* **Task 1**: Set down, word for word, the stretch from "Save the Line" through "Christmas, Sen. Byrd." in the commentary on the line item veto.
* **Task 2**: Supply the next part of the commentary on the line item veto, starting after its final sentence.

Save the Line Item Veto

August 6, 1998 • Commentary

The Supreme Court has now ruled the line item veto unconstitutional. The pro‐​spending lobby in Washington is uncorking bottles of champagne. But oddly enough, there is quiet celebration on Capitol Hill as well — among Democrats and Republicans alike — now that pork projects all over the country will now be spared presidential cancellation. In fact, last December, Sen. Robert C. Byrd (D‑W.Va.), long the prince of pork on Capitol Hill, declared that if the court strikes down the line item veto, it would be “my Christmas wish come true.”

Merry Christmas, Sen. Byrd.

Unfortunately, Congress’s gain is the taxpayers’ loss. One year’s experience with the line item veto taught us all an important lesson: the line item veto works. In 1997 President Clinton used this new veto 82 times to delete unnecessary expenditures in 11 spending bills. The savings to taxpayers total nearly $2 billion over five years. True, in a $1.75 trillion annual budget, this is not a huge sum. But even by Washington standards, $2 billion is still real money — and a whole lot of pork.

* **Information shown**:
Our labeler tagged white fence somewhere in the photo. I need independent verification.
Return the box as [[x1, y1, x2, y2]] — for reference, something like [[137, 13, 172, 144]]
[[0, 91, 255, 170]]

* **Answer 1**:
Save the Line Item Veto

August 6, 1998 • Commentary

The Supreme Court has now ruled the line item veto unconstitutional. The pro‐​spending lobby in Washington is uncorking bottles of champagne. But oddly enough, there is quiet celebration on Capitol Hill as well — among Democrats and Republicans alike — now that pork projects all over the country will now be spared presidential cancellation. In fact, last December, Sen. Robert C. Byrd (D‑W.Va.), long the prince of pork on Capitol Hill, declared that if the court strikes down the line item veto, it would be “my Christmas wish come true.”

Merry Christmas, Sen. Byrd.

* **Answer 2**:
None of these vetoed projects served the national interest. Clinton wielded the veto to eliminate funding for a $600,000 solar aquatic wastewater treatment demonstration project in Vermont; a $2 million Chena River dredging project in Fairbanks, Alaska, to benefit a single tour boat operator; a $1 million corporate welfare grant to the Carter County Montana Chamber of Commerce; $900,000 for a Veterans Administration cemetery the VA says it doesn’t need; $1.9 million for dredging a Mississippi lake that primarily serves yachts and pleasure boats; $500,000 for the Neabsco Creek Project in Virginia for removal of creek debris; and other such absurdities.

As the list below shows, pork is still being served in great quantities and large servings in Washington these days.

The tragedy of the Supreme Court’s decision is that the most recent spending bill enacted by Congress, the 1998 Highway Bill, is a monument to the need for a line item veto. This roads bill contains a record 1,500 pork projects. That’s 3 slabs of bacon for every congressional district. These “demonstration projects” include such necessities as bike paths, hiking trails, auto museums, parking garages and wasteful mass transit projects. More than $5 billion could have been saved on this bill alone with the line item veto.

The American public has long favored the line item veto precisely to purge the budget of exactly this kind of irresponsible spending.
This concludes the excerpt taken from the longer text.